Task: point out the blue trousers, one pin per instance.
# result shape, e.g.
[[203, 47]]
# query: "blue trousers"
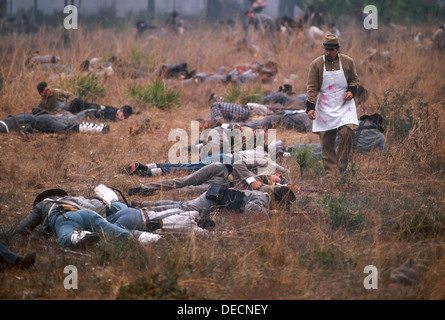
[[6, 255], [129, 219], [65, 225], [194, 166]]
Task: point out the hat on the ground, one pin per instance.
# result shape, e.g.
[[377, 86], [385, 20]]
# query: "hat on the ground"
[[127, 111], [376, 118], [48, 193], [331, 42], [283, 195]]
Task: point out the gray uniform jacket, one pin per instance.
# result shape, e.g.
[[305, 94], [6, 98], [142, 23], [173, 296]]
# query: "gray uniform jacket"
[[40, 212], [253, 201]]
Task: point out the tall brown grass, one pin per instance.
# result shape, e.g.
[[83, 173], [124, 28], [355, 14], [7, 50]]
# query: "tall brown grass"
[[398, 192]]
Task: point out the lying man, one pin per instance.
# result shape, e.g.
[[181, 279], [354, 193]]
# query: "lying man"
[[46, 123], [249, 169], [76, 221], [245, 201]]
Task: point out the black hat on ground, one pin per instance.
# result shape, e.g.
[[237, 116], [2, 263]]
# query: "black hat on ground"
[[49, 193], [283, 195], [376, 118]]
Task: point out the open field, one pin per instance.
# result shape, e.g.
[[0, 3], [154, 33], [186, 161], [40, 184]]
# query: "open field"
[[398, 194]]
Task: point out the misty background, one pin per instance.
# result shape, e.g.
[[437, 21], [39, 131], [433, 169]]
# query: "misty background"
[[111, 12]]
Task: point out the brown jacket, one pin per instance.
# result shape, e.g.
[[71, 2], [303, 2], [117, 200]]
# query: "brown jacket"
[[54, 103], [315, 76]]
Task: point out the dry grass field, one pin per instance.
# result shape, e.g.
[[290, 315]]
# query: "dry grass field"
[[313, 253]]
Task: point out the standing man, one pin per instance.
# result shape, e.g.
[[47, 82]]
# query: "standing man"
[[331, 86]]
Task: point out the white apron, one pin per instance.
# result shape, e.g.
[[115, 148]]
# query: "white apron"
[[331, 110]]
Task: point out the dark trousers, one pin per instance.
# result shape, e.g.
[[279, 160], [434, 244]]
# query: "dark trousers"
[[78, 105], [336, 160]]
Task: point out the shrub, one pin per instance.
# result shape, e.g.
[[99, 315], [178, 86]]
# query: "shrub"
[[157, 94], [306, 159], [341, 213], [240, 95], [84, 86]]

☆ ☆ ☆ ☆

TASK BRIEF
Recast every line of the listing above as a Markdown table with the columns Row and Listing line, numbering the lines in order and leaving out blank lines. Omit the picture from the table.

TASK OUTPUT
| Row | Listing line |
|---|---|
| 1 | Task: point out the blue trousers, one pin per instance. |
| 2 | # result shape, e.g. |
| 3 | [[203, 47]] |
| 4 | # query: "blue trousers" |
| 5 | [[6, 255], [129, 219], [65, 225], [194, 166]] |
| 6 | Task: point out the hat on the ground, one pin per instance. |
| 7 | # result shape, e.g. |
| 8 | [[377, 86], [385, 20]] |
| 9 | # query: "hat on the ground" |
| 10 | [[127, 111], [376, 118], [48, 193], [331, 42], [283, 195]] |
| 11 | Task: point out the gray uniform jacket, one pin per instance. |
| 12 | # result shape, e.g. |
| 13 | [[305, 94], [6, 98], [142, 23], [173, 296]] |
| 14 | # query: "gray uniform jacket" |
| 15 | [[40, 212], [253, 201]] |
| 16 | Task: point out the tall brown grass, one pin per instance. |
| 17 | # result shape, e.g. |
| 18 | [[83, 173], [124, 28], [355, 14], [7, 50]] |
| 19 | # query: "tall brown grass" |
| 20 | [[398, 192]] |
| 21 | Task: point out the lying man, one pin per instance. |
| 22 | # result shape, e.g. |
| 23 | [[181, 279], [354, 193]] |
| 24 | # query: "lying man" |
| 25 | [[46, 123], [249, 169], [76, 221], [245, 201]] |
| 26 | Task: point out the black hat on ground, one pin per instance. |
| 27 | # result shape, e.g. |
| 28 | [[237, 116], [2, 263]] |
| 29 | # query: "black hat on ground" |
| 30 | [[49, 193], [283, 195], [376, 118]] |
| 31 | Task: point out the open field, one pin per instance. |
| 32 | # result shape, e.g. |
| 33 | [[0, 3], [154, 33], [186, 161], [40, 184]] |
| 34 | # query: "open field" |
| 35 | [[398, 194]] |
| 36 | Task: point out the misty background, one pin per instance. |
| 37 | # result shape, e.g. |
| 38 | [[437, 21], [39, 131], [433, 169]] |
| 39 | # query: "misty background" |
| 40 | [[111, 12]] |
| 41 | Task: point out the brown jacket, one pin per instance. |
| 42 | # result shape, e.g. |
| 43 | [[71, 2], [303, 2], [117, 200]] |
| 44 | # query: "brown jacket" |
| 45 | [[54, 103], [315, 76]] |
| 46 | Task: point out the dry grass field, one pin per instance. |
| 47 | # result shape, e.g. |
| 48 | [[290, 315]] |
| 49 | # query: "dry grass field" |
| 50 | [[313, 253]] |
| 51 | Task: point out the standing man, one pin per instance. |
| 52 | # result shape, e.g. |
| 53 | [[47, 82]] |
| 54 | # query: "standing man" |
| 55 | [[331, 86]] |
| 56 | Task: point out the white apron, one pin per instance. |
| 57 | # result shape, e.g. |
| 58 | [[115, 148]] |
| 59 | # query: "white apron" |
| 60 | [[331, 110]] |
| 61 | Task: point out the dark trousers, one pin per instance. |
| 62 | # result shape, e.g. |
| 63 | [[279, 160], [434, 244]] |
| 64 | # query: "dark trousers" |
| 65 | [[78, 105], [336, 160]] |
| 66 | Task: point out the shrub, one pin per instance. |
| 67 | # result shape, e.g. |
| 68 | [[99, 315], [178, 86]] |
| 69 | # query: "shrub" |
| 70 | [[157, 94], [306, 159], [341, 213], [240, 95], [84, 86]] |